** start DATA FOR THIS TASK **
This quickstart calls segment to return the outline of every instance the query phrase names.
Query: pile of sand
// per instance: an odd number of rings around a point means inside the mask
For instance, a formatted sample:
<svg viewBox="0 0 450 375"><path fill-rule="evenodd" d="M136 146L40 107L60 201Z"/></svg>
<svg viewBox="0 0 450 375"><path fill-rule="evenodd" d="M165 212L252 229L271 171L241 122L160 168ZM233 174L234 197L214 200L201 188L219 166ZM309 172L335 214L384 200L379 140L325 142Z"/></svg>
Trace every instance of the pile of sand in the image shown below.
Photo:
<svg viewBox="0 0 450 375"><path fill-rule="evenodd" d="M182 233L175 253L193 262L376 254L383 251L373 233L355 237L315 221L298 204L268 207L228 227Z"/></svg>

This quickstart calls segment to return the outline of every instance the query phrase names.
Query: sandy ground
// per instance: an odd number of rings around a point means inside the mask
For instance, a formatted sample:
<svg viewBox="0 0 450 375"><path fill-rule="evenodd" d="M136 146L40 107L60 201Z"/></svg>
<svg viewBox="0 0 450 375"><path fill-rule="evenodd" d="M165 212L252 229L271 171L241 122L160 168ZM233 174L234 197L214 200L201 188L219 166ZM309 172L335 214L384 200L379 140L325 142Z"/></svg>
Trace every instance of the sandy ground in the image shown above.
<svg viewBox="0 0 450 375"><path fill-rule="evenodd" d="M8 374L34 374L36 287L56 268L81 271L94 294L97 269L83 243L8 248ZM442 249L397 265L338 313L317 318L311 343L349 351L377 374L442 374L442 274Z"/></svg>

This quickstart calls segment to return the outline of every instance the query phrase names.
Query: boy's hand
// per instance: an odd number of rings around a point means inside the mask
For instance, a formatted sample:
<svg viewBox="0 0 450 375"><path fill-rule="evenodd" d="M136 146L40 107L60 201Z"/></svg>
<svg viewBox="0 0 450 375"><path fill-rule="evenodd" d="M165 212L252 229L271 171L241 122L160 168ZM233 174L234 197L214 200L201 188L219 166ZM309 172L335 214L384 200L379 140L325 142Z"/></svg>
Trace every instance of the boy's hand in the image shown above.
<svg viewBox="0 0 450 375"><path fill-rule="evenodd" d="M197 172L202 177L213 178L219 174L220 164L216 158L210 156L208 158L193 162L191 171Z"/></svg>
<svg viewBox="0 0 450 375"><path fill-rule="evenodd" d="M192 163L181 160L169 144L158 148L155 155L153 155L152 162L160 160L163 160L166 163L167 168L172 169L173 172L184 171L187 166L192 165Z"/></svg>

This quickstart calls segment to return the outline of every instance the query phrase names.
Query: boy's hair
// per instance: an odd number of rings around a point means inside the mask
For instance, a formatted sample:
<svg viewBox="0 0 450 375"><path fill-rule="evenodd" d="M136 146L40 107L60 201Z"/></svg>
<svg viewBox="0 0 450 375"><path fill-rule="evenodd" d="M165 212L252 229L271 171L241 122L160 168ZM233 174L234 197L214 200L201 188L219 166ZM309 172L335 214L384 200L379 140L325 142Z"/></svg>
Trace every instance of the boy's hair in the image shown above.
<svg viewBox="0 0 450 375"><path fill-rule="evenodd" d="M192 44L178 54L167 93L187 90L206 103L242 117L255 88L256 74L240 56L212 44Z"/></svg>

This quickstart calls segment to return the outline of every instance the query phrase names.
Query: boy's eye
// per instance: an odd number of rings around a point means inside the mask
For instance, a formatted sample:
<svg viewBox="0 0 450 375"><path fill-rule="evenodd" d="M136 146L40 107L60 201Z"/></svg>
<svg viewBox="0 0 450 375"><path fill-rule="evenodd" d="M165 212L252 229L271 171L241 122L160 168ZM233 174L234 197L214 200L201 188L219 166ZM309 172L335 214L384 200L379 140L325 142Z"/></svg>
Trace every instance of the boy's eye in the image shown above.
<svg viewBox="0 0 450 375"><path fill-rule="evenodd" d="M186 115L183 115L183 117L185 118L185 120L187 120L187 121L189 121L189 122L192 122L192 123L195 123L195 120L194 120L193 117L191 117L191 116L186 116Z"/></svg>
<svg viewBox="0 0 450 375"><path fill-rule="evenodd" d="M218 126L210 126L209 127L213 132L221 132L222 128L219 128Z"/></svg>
** end DATA FOR THIS TASK **
» **WHAT IS BEING ASKED**: Print the entries verbatim, starting at their first line and stopping after the line that contains "233L175 253L193 262L376".

» **CORRECT OUTPUT**:
This quickstart calls segment to return the outline of every instance the query phrase names.
Query: pile of sand
// per instance: an odd number of rings around a point means inside the mask
For instance, a formatted sample:
<svg viewBox="0 0 450 375"><path fill-rule="evenodd" d="M136 146L40 107L60 201Z"/></svg>
<svg viewBox="0 0 450 375"><path fill-rule="evenodd" d="M165 212L252 229L271 171L241 122L160 168ZM233 174L234 197L214 200L201 188L219 166ZM309 172L335 214L384 200L379 140L325 142Z"/></svg>
Trace every instance of the pile of sand in the image shown below.
Photo:
<svg viewBox="0 0 450 375"><path fill-rule="evenodd" d="M182 233L175 253L193 262L376 254L383 251L373 233L355 237L315 221L298 204L268 207L228 227Z"/></svg>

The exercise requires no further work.